### Source passage
=-=-=-=-=
I am in the process of reviewing the Fujifilm GFX 100 for The Luminous Landscape, and it is capable of even more than that – but not without its drawbacks. The image files I am looking at are extraordinary (think 8×10” transparency), but the camera and lenses are big, heavy and temperamental. Of course, 8×10” was big, heavy and temperamental, too! It will probably be an extreme niche camera, just as 8×10” was – for the times when the very best image quality is needed, and the significant drawbacks are overcome by the image quality. For the type of images I prefer to make, the size and weight prevent me from getting the camera to the image as well as I can with something less than 1/2 the size and weight that produces a stunning image. It is, however, an extraordinary tool to produce absolutely enormous prints.
=-=-=-=-=
### Problem 1
In the GFX 100 passage, swap "temperamental" for "unpredictable" and give the text again, starting at "I am in the" and ending at "absolutely enormous prints.".
### Problem 2
According to the GFX 100 passage, why does the camera suit the author's preferred kind of images less well than a smaller camera?
### Problem 3
Translate this sentence from the GFX 100 passage into French: "It is, however, an extraordinary tool to produce absolutely enormous prints."
=-=-=-=-=
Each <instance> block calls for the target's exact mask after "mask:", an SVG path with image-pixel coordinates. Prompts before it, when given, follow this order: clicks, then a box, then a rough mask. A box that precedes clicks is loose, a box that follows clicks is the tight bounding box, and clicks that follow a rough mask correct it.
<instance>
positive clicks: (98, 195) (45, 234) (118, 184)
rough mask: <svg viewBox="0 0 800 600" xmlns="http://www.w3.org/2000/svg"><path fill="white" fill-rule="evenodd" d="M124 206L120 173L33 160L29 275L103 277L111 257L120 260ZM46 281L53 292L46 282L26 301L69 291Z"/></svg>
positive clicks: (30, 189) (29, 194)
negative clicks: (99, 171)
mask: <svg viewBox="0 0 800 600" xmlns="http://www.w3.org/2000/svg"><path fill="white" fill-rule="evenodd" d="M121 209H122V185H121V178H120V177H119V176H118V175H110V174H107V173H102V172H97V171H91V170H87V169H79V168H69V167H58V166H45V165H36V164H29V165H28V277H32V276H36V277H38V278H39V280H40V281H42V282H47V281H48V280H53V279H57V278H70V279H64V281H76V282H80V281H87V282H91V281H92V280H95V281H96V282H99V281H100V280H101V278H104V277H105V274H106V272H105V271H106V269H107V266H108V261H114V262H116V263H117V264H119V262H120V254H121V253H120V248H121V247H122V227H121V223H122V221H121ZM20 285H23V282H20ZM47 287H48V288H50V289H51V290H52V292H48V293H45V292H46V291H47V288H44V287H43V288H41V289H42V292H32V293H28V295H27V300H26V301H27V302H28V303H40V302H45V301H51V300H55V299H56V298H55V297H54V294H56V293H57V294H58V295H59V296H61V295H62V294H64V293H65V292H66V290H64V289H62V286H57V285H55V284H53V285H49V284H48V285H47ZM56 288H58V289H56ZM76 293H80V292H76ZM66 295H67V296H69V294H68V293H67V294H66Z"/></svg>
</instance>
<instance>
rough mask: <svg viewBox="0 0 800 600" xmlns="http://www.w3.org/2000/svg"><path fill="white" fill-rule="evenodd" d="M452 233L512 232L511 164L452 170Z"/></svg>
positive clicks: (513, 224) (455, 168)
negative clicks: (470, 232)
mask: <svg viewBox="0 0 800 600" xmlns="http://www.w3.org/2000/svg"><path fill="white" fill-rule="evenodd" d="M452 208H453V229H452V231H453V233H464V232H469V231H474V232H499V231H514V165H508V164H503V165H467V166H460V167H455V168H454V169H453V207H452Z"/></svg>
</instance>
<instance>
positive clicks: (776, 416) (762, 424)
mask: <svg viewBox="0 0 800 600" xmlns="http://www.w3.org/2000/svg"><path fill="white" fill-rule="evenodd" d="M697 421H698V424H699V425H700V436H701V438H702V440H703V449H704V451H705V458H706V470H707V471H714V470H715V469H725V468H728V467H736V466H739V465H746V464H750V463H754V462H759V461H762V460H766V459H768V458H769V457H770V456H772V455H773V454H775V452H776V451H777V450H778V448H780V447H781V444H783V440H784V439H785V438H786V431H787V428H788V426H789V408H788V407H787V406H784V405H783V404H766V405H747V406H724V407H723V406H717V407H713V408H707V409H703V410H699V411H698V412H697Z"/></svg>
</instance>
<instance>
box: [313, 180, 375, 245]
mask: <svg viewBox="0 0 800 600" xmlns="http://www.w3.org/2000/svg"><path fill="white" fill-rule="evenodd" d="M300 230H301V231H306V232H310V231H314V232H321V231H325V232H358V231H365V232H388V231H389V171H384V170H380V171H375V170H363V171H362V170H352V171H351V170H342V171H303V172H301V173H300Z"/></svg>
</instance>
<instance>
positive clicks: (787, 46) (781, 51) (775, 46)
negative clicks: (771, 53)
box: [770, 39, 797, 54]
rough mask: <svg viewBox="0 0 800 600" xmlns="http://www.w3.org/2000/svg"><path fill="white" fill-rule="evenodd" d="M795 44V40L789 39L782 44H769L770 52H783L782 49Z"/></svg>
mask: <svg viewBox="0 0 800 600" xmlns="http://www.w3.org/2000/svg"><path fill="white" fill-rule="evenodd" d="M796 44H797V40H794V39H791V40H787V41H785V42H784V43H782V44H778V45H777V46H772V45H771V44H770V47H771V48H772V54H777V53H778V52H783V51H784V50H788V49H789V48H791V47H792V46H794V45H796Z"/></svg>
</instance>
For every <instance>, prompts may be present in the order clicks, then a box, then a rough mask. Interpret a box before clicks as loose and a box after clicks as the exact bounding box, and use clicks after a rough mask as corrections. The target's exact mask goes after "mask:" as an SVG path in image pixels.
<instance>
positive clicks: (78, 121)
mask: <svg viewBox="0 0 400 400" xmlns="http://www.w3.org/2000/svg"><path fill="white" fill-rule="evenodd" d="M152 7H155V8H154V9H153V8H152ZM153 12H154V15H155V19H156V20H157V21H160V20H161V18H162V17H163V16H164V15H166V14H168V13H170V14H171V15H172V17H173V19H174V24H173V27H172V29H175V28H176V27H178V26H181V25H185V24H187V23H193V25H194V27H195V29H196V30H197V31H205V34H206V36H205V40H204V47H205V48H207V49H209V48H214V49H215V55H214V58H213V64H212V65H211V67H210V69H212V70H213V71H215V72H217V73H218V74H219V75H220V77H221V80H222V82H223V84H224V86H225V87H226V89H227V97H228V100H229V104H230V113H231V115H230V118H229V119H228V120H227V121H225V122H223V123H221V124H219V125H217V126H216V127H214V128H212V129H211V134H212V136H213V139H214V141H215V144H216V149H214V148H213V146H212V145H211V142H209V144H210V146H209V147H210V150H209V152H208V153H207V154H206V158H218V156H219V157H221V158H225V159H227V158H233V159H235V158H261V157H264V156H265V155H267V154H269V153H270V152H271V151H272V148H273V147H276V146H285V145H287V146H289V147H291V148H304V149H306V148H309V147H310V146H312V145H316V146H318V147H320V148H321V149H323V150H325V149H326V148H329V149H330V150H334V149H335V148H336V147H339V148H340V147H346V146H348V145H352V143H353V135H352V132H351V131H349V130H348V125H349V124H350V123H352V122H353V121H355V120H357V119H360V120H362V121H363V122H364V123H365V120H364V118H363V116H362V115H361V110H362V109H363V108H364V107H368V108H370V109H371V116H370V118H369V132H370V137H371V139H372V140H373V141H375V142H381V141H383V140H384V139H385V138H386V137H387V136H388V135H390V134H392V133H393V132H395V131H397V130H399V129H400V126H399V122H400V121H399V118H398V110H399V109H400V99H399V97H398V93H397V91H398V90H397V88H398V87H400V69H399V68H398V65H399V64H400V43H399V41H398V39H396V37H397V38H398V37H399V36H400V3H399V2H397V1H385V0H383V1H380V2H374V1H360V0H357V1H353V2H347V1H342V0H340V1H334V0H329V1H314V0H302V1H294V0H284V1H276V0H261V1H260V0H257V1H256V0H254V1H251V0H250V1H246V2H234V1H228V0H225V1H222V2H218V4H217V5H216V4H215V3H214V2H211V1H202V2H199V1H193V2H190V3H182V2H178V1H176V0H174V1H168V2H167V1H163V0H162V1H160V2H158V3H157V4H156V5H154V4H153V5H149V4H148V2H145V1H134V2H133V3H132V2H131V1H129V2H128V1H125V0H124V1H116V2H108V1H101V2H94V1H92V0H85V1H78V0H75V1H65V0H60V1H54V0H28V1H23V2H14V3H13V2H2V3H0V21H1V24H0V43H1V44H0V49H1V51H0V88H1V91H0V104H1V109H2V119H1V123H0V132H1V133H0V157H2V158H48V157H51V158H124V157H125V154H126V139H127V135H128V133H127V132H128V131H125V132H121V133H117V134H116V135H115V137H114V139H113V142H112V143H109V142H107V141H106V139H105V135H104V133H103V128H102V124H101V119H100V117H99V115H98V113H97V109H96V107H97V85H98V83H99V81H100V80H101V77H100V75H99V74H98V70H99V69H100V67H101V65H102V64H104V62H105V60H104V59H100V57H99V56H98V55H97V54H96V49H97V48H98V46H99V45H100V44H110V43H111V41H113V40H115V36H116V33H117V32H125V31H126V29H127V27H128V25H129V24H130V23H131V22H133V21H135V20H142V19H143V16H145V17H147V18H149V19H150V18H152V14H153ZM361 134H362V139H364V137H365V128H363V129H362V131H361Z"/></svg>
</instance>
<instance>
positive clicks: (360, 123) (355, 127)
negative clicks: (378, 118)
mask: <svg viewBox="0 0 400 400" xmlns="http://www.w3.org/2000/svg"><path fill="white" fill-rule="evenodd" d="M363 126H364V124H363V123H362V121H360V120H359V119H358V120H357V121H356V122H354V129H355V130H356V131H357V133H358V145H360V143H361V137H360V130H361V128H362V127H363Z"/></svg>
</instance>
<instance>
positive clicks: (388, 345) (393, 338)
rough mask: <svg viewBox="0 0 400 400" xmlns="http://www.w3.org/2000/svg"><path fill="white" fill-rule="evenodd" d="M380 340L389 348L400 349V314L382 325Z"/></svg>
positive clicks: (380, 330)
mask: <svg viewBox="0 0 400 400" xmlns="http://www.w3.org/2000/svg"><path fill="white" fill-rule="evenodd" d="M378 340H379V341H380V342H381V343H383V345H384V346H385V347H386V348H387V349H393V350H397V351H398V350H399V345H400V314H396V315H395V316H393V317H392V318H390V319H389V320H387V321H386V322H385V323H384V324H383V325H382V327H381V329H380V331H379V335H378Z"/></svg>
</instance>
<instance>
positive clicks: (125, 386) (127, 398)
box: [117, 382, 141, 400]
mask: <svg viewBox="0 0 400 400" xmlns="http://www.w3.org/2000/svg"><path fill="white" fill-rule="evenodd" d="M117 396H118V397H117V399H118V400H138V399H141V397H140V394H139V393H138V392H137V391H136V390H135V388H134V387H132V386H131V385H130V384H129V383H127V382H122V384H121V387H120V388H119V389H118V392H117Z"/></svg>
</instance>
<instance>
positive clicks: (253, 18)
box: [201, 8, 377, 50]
=-=-=-=-=
### Written response 1
I am in the process of reviewing the Fujifilm GFX 100 for The Luminous Landscape, and it is capable of even more than that – but not without its drawbacks. The image files I am looking at are extraordinary (think 8×10” transparency), but the camera and lenses are big, heavy and unpredictable. Of course, 8×10” was big, heavy and unpredictable, too! It will probably be an extreme niche camera, just as 8×10” was – for the times when the very best image quality is needed, and the significant drawbacks are overcome by the image quality. For the type of images I prefer to make, the size and weight prevent me from getting the camera to the image as well as I can with something less than 1/2 the size and weight that produces a stunning image. It is, however, an extraordinary tool to produce absolutely enormous prints.

### Written response 2
Its size and weight keep the author from getting the camera to the image as well as they can with a camera less than half the size and weight. That smaller camera still produces a stunning image.

### Written response 3
C'est toutefois un outil extraordinaire pour produire des tirages absolument énormes.